課題 A.
以下のアマゾン移民に関する提示文によれば、一家が待望の独立農となったのはコロノ生活の何年後ですか。

我々新移民のコロノは旧移民のパトロンさんの農場で雇用農として働き、
将来の独立の為に資金稼ぎをしながら、ピメンタ(コショウの一種)栽培の
技術を見習う訳です。気候風土、食事等も違うギラギラ照りつけるアマゾン
ではありましたが、家族一同で一生懸命に働きました。マラリヤの洗礼もう
け、暑さにも食べ物にも慣れて皆なで頑張るが、なかなか資金は溜まりま
せん。胡椒値が高いだけに早く自分たちも植えたい、独立したいと思う様
になっていきました。兎に角、経済的には勿論ですが我々コロノとパトロン
さんたちの地位は天と地で、人にもよりましたが、それはそれは威張ったも
のでした。そういう植民地の風潮が武道家で元警察官の反骨精神おう盛な
父はもとより、我々子供たちも一日も早く独立農として一本立ちしたいと決
心させたもので、これは我々一家だけではなく、新移民全体にいえることで
した。幸い我々のパトロンは話の分かる人でコロノ生活一年後に待望の独
立農として開拓時代が始まる事となりました。

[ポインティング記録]
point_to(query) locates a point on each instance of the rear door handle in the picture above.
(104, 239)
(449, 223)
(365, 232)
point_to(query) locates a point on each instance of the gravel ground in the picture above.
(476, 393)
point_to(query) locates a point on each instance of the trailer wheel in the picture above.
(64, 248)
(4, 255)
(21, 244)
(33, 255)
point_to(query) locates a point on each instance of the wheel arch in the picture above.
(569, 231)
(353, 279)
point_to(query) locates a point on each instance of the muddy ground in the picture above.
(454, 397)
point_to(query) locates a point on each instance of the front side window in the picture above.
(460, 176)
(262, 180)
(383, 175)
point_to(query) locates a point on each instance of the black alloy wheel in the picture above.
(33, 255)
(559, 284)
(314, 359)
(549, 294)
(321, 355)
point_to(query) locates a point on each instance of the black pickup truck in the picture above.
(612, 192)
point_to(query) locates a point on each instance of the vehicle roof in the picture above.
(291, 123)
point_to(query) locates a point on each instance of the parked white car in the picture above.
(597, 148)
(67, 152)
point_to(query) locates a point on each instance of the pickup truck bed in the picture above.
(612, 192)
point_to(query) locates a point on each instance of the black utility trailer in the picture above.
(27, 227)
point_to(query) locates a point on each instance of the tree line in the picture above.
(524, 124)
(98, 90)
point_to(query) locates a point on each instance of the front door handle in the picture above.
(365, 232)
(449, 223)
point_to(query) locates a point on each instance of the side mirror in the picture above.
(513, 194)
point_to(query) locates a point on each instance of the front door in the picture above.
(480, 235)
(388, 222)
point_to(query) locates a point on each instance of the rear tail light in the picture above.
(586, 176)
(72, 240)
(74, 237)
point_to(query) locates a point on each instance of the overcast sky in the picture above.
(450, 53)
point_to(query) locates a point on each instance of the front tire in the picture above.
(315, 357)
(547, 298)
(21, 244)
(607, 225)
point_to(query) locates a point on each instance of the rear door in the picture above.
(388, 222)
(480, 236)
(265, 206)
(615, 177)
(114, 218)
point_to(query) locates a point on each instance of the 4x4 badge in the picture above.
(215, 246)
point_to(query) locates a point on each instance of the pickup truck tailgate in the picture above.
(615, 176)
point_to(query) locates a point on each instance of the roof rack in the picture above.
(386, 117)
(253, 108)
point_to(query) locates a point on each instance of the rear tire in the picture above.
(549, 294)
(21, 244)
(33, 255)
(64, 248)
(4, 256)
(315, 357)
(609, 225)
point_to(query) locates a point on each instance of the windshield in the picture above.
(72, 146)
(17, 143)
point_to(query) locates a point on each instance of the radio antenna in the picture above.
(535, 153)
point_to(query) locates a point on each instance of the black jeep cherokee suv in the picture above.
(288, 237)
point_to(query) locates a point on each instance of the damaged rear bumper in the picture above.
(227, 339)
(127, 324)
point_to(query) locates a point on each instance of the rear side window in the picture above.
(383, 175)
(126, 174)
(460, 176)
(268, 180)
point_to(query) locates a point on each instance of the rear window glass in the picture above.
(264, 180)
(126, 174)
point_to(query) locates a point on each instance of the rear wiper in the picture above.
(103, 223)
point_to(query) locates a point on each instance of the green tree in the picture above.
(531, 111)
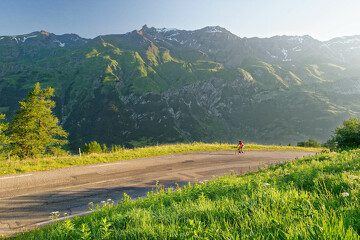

課題 B.
記録のうち、「point_to(query) locates a point on each instance of the radio」を含む行から記録の末尾の行まで（両端の行を含む）を、「antenna」を「aerial」に置き換え、それ以外は一切変えずに書き直してください。画像は出力に含めないでください。

正解出力 A.
コロノ生活の一年後です。

正解出力 B.
point_to(query) locates a point on each instance of the radio aerial in the picture above.
(535, 153)
point_to(query) locates a point on each instance of the black jeep cherokee suv in the picture above.
(288, 237)
point_to(query) locates a point on each instance of the damaged rear bumper in the picture above.
(227, 339)
(127, 324)
point_to(query) locates a point on each instance of the rear side window in the picture above.
(383, 175)
(126, 174)
(460, 176)
(268, 180)
point_to(query) locates a point on each instance of the rear window glass in the picture above.
(264, 180)
(126, 174)
point_to(query) locates a point on each instance of the rear wiper in the picture above.
(103, 223)
point_to(query) locates a point on each instance of the green tree in the picture above.
(531, 111)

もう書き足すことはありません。